Provided text:
▼
Missing value handling philosophy¶
This page explains earthkit-hydro’s approach to missing values and why it differs from some other hydrological tools.
The NaN convention¶
earthkit-hydro uses NumPy’s np.nan (Not a Number) to represent missing values. This is a deliberate design choice that aligns with the scientific Python ecosystem and provides clear, predictable behavior.
Key principle: Any operation involving a missing value returns a missing value.
This is known as NaN propagation and is fundamental to how earthkit-hydro handles uncertainty.
Why NaN propagation?¶
NaN propagation ensures that missing or invalid data doesn’t silently corrupt your results:
Example scenario: You’re calculating upstream precipitation:
Station A: 50 mm
Station B: NaN (sensor failure)
Station C: 30 mm
If station B drains to the outlet:
upstream_sum = ekh.upstream.sum(network, precipitation)
# Result at outlet = NaN
The outlet shows NaN because we honestly don’t know the total—we’re missing data from station B.
▲
Available data:
▼
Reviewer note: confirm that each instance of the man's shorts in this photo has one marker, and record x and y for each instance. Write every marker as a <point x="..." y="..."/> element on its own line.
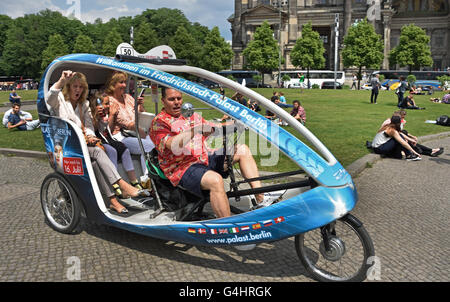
▲
Stated problem 1:
In the missing-value handling page, what does earthkit-hydro use to represent missing values?
Stated problem 2:
Repeat the stretch of the missing-value handling page from "Missing value handling" through "earthkit-hydro handles uncertainty.".
Stated problem 3:
Rewrite the paragraph of the missing-value handling page that begins "earthkit-hydro uses NumPy's np.nan" as a shorter list that keeps its main facts.

Exercise result 1:
NumPy's np.nan (Not a Number).

Exercise result 2:
Missing value handling philosophy¶
This page explains earthkit-hydro’s approach to missing values and why it differs from some other hydrological tools.
The NaN convention¶
earthkit-hydro uses NumPy’s np.nan (Not a Number) to represent missing values. This is a deliberate design choice that aligns with the scientific Python ecosystem and provides clear, predictable behavior.
Key principle: Any operation involving a missing value returns a missing value.
This is known as NaN propagation and is fundamental to how earthkit-hydro handles uncertainty.

Exercise result 3:
- earthkit-hydro represents missing values with NumPy's np.nan (Not a Number).
- The choice is deliberate.
- It aligns with the scientific Python ecosystem.
- It gives clear, predictable behavior.